- [Text passage]
State Politics, Monorail

STATE POLITICS

Set your environmental security alert to red: The Washington Farm Bureau has announced it will put a property rights initiative on the ballot in 2006. Taking inspiration from Oregon's hideous Measure 37 passed in 2004, the Farm Bureau's initiative "will likely include a provision that government compensate owners whenever regulations reduce property values . . . " according to the Farm Bureau's August newsletter. The Farm Bureau is taking aim at the state's Growth Management Act that preserves rural land from sprawl. "Their basic goal is to create loopholes that developers will exploit," says Aaron Ostrom, executive director of Futurewise—a leading green land-use group. Ostrom says the Farm Bureau has plenty of money to buy its way onto the ballot. Ten years ago, Washingtonians rejected Referendum 48 that would have gutted land use and zoning protections and Ostrom believes the state's electorate has not changed its mind since then. Says Ostrom, "People in Washington aren't interested in throwing land protection out the window." GEORGE HOWLAND JR.

- [Required task] Condense the paragraph of the state politics item above that begins "Set your environmental security alert to red" into a short bulleted list that keeps its main facts.

- [Data supplied]
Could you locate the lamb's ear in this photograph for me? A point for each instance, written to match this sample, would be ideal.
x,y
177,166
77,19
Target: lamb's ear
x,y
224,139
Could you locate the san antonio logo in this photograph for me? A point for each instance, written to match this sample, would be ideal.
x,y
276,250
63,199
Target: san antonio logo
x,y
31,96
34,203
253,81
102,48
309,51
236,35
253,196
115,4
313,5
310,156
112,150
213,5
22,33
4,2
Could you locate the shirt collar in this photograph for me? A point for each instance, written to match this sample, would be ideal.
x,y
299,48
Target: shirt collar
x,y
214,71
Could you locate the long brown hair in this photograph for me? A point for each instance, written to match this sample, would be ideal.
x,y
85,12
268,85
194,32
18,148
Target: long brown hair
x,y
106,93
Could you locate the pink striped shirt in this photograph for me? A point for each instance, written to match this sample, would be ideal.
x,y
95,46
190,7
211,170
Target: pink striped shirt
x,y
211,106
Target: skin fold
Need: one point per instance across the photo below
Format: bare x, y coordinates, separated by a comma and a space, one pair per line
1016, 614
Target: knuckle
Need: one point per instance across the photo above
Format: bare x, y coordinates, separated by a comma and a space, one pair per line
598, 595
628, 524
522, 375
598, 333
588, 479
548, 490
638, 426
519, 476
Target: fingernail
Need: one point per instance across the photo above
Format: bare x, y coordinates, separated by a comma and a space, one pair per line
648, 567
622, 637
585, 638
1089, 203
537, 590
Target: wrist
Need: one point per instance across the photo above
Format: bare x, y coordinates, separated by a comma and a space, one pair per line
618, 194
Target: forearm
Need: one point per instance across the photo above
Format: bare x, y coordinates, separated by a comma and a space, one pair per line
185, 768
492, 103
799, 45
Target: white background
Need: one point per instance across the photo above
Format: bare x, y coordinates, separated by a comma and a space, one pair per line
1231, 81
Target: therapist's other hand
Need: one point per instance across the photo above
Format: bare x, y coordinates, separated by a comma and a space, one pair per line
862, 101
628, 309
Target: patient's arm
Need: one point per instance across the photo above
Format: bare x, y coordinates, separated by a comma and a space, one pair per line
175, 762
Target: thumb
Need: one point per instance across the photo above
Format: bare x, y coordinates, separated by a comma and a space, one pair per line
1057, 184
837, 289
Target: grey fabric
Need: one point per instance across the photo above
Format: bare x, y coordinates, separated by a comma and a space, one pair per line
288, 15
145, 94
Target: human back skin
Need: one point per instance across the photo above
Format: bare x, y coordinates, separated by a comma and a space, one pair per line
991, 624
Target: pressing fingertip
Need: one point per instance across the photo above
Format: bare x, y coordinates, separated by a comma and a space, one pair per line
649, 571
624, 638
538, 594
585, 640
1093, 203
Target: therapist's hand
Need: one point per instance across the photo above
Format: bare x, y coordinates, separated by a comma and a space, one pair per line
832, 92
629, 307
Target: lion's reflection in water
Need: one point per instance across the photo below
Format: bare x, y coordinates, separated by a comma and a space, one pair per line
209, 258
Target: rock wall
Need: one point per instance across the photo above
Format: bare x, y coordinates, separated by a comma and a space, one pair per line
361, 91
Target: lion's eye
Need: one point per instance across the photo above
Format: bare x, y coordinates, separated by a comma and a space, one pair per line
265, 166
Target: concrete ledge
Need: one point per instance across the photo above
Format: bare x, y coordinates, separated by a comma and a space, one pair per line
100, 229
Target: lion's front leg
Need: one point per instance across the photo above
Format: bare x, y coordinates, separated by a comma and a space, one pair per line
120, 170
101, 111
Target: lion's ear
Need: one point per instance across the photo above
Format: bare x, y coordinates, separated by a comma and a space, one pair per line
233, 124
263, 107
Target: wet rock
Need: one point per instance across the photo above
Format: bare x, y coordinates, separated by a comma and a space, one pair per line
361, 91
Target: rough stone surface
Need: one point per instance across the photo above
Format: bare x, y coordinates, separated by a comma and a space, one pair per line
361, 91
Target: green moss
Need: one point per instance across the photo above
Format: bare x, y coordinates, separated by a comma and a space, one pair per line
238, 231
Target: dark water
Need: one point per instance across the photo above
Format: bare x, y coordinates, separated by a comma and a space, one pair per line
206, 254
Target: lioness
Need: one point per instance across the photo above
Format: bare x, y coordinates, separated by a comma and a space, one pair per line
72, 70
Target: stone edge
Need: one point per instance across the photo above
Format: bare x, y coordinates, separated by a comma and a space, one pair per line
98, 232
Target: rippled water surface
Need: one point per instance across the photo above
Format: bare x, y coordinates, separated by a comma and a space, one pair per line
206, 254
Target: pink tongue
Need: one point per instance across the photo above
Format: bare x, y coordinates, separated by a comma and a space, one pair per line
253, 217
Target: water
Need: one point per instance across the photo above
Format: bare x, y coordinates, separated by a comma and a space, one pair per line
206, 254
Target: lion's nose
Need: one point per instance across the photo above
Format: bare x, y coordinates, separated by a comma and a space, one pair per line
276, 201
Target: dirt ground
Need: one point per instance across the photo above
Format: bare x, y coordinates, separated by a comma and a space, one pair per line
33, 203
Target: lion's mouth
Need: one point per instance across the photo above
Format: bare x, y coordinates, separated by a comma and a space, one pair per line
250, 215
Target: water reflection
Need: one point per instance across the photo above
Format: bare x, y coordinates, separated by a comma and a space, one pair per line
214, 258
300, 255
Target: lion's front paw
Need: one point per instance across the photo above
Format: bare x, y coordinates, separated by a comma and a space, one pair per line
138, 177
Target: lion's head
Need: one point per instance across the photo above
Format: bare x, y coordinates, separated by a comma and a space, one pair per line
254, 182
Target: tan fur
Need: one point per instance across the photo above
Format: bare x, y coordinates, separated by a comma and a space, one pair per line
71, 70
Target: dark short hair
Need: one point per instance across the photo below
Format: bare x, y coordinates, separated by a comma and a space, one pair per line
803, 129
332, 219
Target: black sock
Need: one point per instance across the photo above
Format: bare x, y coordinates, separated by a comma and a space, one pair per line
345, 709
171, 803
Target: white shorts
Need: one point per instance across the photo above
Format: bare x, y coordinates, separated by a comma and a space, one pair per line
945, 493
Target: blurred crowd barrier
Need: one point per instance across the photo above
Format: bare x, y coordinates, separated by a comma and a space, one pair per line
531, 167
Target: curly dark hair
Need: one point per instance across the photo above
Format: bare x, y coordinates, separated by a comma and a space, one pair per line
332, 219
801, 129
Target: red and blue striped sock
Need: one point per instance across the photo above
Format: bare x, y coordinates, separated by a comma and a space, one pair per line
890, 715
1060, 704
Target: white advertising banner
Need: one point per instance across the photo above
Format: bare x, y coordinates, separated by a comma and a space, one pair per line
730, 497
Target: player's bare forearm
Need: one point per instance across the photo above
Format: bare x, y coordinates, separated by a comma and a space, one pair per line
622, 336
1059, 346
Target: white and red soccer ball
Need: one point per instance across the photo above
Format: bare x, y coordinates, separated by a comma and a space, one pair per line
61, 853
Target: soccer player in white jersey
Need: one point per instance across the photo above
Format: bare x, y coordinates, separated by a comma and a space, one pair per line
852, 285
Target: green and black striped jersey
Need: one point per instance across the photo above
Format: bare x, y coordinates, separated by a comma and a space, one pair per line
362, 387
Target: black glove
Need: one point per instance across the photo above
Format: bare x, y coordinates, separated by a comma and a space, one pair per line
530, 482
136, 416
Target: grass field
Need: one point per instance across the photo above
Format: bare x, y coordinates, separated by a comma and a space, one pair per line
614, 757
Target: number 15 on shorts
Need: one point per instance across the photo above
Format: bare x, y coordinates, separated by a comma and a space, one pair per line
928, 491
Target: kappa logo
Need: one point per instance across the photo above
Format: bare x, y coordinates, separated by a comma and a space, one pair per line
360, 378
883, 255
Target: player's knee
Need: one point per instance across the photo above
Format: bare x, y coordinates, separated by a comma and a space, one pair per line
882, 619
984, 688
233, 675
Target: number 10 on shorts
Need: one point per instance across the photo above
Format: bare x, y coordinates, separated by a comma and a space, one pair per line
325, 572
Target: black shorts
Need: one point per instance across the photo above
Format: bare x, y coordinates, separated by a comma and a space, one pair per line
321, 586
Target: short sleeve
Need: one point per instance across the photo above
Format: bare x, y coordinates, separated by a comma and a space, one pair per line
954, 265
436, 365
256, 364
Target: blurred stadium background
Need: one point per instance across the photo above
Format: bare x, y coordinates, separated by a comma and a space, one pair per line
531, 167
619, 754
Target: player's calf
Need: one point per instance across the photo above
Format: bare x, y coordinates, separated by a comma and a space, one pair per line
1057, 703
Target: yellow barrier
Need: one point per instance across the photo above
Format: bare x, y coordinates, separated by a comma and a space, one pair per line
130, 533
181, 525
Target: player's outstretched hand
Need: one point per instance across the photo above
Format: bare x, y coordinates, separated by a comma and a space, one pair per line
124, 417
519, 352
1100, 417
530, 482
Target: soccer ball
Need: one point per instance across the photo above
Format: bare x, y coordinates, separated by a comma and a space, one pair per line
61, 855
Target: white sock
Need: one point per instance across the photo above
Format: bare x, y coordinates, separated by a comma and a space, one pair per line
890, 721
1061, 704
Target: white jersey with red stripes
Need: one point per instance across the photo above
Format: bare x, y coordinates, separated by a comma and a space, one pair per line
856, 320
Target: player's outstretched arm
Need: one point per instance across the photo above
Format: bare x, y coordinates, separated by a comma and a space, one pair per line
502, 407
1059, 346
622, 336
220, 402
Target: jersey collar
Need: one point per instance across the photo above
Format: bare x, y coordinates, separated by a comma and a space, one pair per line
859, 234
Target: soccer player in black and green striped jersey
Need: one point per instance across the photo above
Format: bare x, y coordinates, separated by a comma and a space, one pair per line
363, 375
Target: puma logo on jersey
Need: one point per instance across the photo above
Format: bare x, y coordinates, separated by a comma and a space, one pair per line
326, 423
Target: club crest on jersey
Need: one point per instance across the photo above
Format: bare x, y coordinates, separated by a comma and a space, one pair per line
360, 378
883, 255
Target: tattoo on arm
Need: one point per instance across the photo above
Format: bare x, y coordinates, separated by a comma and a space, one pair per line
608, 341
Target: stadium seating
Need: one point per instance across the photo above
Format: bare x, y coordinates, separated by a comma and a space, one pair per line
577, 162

- [Exercise response]
- The Washington Farm Bureau has announced a property rights initiative for the 2006 ballot. It takes inspiration from Oregon's Measure 37, passed in 2004.
- The Bureau's August newsletter says the initiative will likely require government to compensate owners whenever regulations reduce property values.
- The initiative targets the state's Growth Management Act, which preserves rural land from sprawl.
- Aaron Ostrom, executive director of the land-use group Futurewise, says the goal is to create loopholes for developers. He also says the Bureau has plenty of money to buy its way onto the ballot.
- Ten years ago, Washington voters rejected Referendum 48, which would have gutted land use and zoning protections. Ostrom believes voters have not changed their minds since then.